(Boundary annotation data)
....

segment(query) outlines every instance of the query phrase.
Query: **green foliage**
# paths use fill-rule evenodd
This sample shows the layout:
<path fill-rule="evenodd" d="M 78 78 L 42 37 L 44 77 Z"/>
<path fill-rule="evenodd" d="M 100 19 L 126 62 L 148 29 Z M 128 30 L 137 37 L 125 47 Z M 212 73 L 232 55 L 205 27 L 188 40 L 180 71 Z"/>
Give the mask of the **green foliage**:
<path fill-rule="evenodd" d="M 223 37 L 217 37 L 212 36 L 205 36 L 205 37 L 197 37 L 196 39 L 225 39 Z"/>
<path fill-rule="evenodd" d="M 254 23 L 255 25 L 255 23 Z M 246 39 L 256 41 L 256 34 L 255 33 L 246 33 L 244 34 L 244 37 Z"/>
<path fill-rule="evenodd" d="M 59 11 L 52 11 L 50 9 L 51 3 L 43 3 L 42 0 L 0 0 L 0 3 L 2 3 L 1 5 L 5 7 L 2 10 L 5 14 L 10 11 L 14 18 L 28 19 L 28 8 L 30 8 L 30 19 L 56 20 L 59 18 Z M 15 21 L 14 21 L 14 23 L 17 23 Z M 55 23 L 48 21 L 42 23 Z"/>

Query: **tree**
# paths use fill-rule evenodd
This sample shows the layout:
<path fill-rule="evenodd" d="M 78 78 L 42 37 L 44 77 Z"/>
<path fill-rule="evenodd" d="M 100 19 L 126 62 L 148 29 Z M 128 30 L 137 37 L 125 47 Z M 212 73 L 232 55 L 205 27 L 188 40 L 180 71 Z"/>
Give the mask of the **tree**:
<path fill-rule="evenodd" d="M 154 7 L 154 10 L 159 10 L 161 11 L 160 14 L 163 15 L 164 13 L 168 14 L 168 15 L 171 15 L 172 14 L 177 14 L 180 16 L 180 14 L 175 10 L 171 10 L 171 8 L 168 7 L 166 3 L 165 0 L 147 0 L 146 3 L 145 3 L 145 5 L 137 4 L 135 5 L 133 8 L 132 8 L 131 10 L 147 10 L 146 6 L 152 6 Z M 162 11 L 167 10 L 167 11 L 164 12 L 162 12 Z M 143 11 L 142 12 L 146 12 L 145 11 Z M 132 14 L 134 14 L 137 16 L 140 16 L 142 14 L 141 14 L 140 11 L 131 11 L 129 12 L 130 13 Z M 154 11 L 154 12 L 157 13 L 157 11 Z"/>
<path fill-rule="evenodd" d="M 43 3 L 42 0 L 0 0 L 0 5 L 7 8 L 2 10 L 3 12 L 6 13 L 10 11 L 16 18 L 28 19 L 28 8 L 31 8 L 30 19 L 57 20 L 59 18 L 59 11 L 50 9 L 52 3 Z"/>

....

EXERCISE DETAILS » Reproduce the data from its beginning through the line containing "254 23 L 255", swapping "green foliage" for "leafy canopy" and keeping everything else unchanged.

FULL SOLUTION »
segment(query) outlines every instance of the query phrase.
Query: **leafy canopy**
# paths use fill-rule evenodd
This sample shows the layout:
<path fill-rule="evenodd" d="M 78 78 L 42 37 L 44 77 Z"/>
<path fill-rule="evenodd" d="M 100 19 L 126 62 L 148 29 Z M 128 30 L 137 37 L 125 47 Z M 212 73 L 232 55 L 205 27 L 188 40 L 180 71 Z"/>
Give the mask of the **leafy canopy**:
<path fill-rule="evenodd" d="M 223 37 L 217 37 L 212 36 L 205 36 L 205 37 L 197 37 L 196 39 L 225 39 Z"/>
<path fill-rule="evenodd" d="M 254 23 L 255 25 L 255 23 Z M 246 39 L 256 41 L 256 34 L 255 33 L 246 33 L 244 34 L 244 37 Z"/>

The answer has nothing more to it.